▶ [WHAT YOU ARE ASKED TO DO]:
Format all the records below as a Markdown table with two columns, Row and Line. Put each line in its own row, number the rows, and leave out any blank lines.
○ ○ ○ ○ ○
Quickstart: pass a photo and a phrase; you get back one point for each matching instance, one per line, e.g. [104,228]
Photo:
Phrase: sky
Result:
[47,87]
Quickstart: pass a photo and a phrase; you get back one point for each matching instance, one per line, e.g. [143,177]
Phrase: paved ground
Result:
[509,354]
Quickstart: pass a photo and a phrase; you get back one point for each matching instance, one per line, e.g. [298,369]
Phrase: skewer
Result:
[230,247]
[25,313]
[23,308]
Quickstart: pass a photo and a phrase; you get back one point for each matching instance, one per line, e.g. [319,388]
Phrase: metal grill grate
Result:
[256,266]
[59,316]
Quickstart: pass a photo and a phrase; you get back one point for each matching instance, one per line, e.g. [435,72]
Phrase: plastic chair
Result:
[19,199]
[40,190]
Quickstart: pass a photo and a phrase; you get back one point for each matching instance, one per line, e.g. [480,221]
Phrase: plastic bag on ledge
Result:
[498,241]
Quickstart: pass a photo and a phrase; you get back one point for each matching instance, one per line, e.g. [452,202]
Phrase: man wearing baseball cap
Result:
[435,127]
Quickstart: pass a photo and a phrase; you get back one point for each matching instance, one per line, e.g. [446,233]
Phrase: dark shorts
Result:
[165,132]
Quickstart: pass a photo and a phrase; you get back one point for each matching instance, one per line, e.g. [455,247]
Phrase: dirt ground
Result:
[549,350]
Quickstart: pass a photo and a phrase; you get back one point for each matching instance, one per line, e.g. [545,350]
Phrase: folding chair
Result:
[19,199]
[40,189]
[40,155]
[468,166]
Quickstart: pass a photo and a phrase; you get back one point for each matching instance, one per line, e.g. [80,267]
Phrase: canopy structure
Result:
○ ○ ○ ○ ○
▶ [CORRECT RESULT]:
| Row | Line |
|---|---|
| 1 | Quickstart: pass a photo and a phrase; you get back one point for each matching instance, one per line, e.g. [104,228] |
| 2 | Photo: |
| 3 | Phrase: sky |
| 4 | Result: |
| 5 | [47,87] |
| 6 | Quickstart: pass a photo and a phrase; you get back one point for each matching instance, one per line, e.g. [143,177] |
| 7 | Phrase: paved ground |
| 8 | Result: |
| 9 | [509,354] |
| 10 | Quickstart: pass a photo and a phrase; you get back one point for each matching instance, one per line, e.g. [298,369] |
| 11 | Phrase: skewer |
| 12 | Result: |
| 13 | [230,247] |
| 14 | [25,313] |
| 15 | [23,308] |
| 16 | Quickstart: pass a photo and a phrase; you get back one point for each matching instance, one per line, e.g. [319,388] |
| 17 | Phrase: metal grill grate |
| 18 | Result: |
| 19 | [256,266] |
| 20 | [59,316] |
| 21 | Quickstart: pass a photo and a phrase; you get back one point for each matching instance, one per line, e.g. [435,72] |
| 22 | Phrase: plastic chair |
| 23 | Result: |
| 24 | [19,199] |
| 25 | [40,190] |
| 26 | Quickstart: pass a photo and a phrase; you get back one point for each matching instance, one per line, e.g. [480,221] |
| 27 | Phrase: plastic bag on ledge |
| 28 | Result: |
| 29 | [498,241] |
| 30 | Quickstart: pass a photo and a phrase; you get back one point for each matching instance, one per line, e.g. [452,202] |
| 31 | Phrase: man wearing baseball cap |
| 32 | Result: |
| 33 | [435,127] |
| 34 | Quickstart: pass a photo and a phrase; you get back one point for each matching instance, one per line, e.g. [446,233] |
| 35 | Phrase: dark shorts |
| 36 | Result: |
| 37 | [165,132] |
| 38 | Quickstart: pass a photo and a phrase; you get back one point for each matching instance, one per line, e.g. [455,247] |
| 39 | Phrase: dirt ground |
| 40 | Result: |
| 41 | [549,350] |
| 42 | Quickstart: pass a photo and a phrase; you get back one point for each matching instance, one per line, e.g. [545,350] |
| 43 | Phrase: folding chair |
| 44 | Result: |
| 45 | [19,199] |
| 46 | [40,189] |
| 47 | [40,155] |
| 48 | [468,166] |
| 49 | Quickstart: pass a photo and a phrase; you get back one point for each matching instance, one per line, e.g. [80,267] |
| 50 | Phrase: canopy structure |
| 51 | Result: |